◆ **What you have to do**: Omit every picture, then give all the entries again exactly.

◆ **Given records**:
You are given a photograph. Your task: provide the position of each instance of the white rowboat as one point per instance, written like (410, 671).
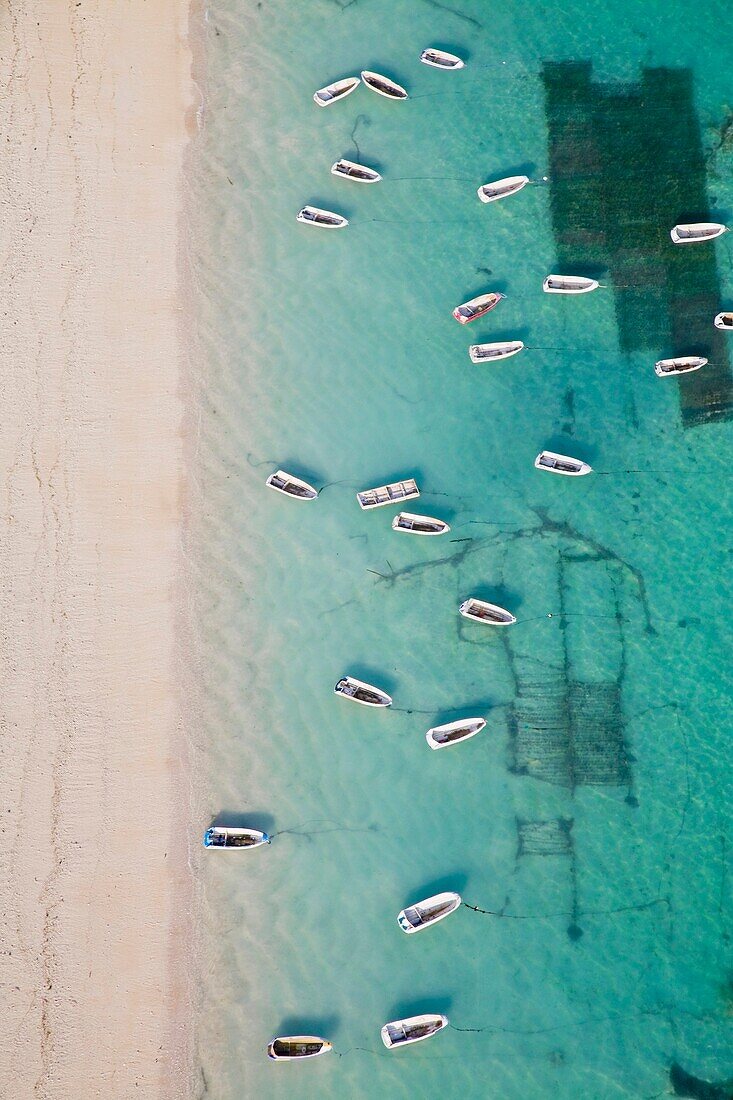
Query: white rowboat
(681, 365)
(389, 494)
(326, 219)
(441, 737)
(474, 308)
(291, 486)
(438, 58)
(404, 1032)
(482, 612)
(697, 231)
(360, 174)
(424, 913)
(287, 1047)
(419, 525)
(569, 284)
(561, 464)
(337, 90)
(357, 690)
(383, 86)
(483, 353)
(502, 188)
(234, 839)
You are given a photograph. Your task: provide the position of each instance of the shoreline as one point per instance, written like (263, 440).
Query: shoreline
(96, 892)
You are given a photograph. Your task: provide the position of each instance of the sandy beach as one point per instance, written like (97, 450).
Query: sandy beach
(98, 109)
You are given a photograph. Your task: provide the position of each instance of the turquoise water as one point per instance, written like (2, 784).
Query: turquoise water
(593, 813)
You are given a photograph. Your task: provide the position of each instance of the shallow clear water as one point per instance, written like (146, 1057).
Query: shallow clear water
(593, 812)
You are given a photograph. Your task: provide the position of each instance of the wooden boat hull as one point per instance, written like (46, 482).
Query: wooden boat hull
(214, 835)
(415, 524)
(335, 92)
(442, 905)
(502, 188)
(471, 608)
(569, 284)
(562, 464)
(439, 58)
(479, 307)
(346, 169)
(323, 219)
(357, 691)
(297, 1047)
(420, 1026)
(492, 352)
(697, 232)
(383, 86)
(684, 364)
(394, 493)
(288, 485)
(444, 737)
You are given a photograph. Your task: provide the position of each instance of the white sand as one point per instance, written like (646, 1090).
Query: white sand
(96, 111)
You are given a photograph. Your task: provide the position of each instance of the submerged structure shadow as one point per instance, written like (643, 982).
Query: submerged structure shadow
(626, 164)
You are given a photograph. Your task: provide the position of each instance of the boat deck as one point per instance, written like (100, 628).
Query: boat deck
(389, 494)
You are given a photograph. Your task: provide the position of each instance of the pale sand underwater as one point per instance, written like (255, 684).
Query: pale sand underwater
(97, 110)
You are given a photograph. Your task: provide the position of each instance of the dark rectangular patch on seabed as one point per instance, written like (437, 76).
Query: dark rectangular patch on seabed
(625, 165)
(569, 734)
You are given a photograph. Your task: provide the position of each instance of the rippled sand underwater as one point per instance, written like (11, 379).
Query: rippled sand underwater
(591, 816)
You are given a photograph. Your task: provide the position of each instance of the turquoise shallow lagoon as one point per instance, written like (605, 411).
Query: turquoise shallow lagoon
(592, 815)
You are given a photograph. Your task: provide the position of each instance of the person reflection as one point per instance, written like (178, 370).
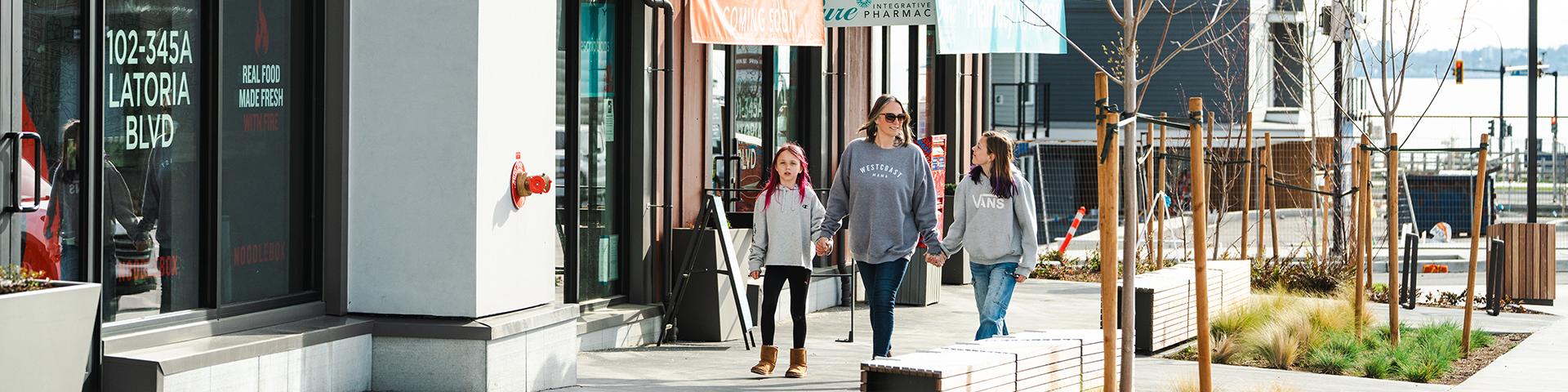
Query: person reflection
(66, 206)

◆ **Correct result**:
You are given a photograph. Your task: provide the position of each instance of the white rowboat as one point per instance, written like (410, 671).
Query: white rowboat
(681, 365)
(389, 494)
(326, 219)
(441, 737)
(474, 308)
(291, 486)
(438, 58)
(404, 1032)
(482, 612)
(697, 231)
(360, 174)
(424, 913)
(287, 1047)
(419, 525)
(569, 284)
(561, 464)
(337, 90)
(357, 690)
(383, 86)
(483, 353)
(502, 188)
(234, 839)
You are given a photograph. Your task: provide the position of each instance of the shoreline as one point per instance, written like (263, 440).
Query: shoreline
(96, 892)
You are given a photograph. Your task: provide the position of each instance of the sandy beach as one point per instance, written like (97, 450).
Query: sandy beach
(98, 109)
You are given a photograph. Your task: provide the position of each instance of the turquoise water as one point per instance, written like (2, 784).
Query: turquoise water
(593, 813)
You are given a photograph. Your task: provide the position of each instance of the shallow clear water as one point per instance, written like (146, 1057).
Query: shallow clear water
(593, 812)
You are given a photograph. Your task: provide the position of each instance of the wooden boat hull as one point per instance, written like (46, 482).
Query: wooden boat hull
(214, 835)
(415, 524)
(335, 92)
(442, 905)
(502, 188)
(471, 608)
(569, 284)
(562, 464)
(439, 58)
(479, 307)
(346, 169)
(323, 219)
(357, 691)
(297, 1047)
(420, 1026)
(492, 352)
(697, 232)
(383, 86)
(684, 364)
(394, 493)
(288, 485)
(444, 737)
You are given a photograph. Your task: provide the position of each instance of the white sand as one point per instance, written like (646, 1090).
Query: white sand
(96, 111)
You are given a photograph. Your task: provide the position of each instance of the submerged structure shadow as one point per instance, written like (643, 982).
Query: submerged structure shadow
(626, 164)
You are given a photograph. Your task: provide the position of each instance of the boat deck as one point per instance, written like (100, 628).
Query: boat deck
(389, 494)
You are given a photograph. Your task: provide the position of each instance of the pale sand underwater as one point per instance, written like (255, 684).
Query: pale sand underwater
(97, 110)
You are given a photograph. Your task: provide the position of each instance of the dark rectangular patch on seabed as one point per instance, written like (437, 76).
Query: dark rectangular patch on seabed
(625, 165)
(569, 734)
You are given a photograph. Your task: provide the position of each instance of the rippled sand underwater as one point per instance, written like (11, 379).
Query: rippled sand underwater
(591, 816)
You are given a photograph. Your task: provide the position of each instance of the turquoise shallow lagoon as one point per instance, written like (605, 411).
Query: turquoise shallow lagoon
(592, 815)
You are given a photograph. Your task: provide the position of each instance of the person reflection as one point per instance, written like (178, 370).
Query: person reflection
(66, 206)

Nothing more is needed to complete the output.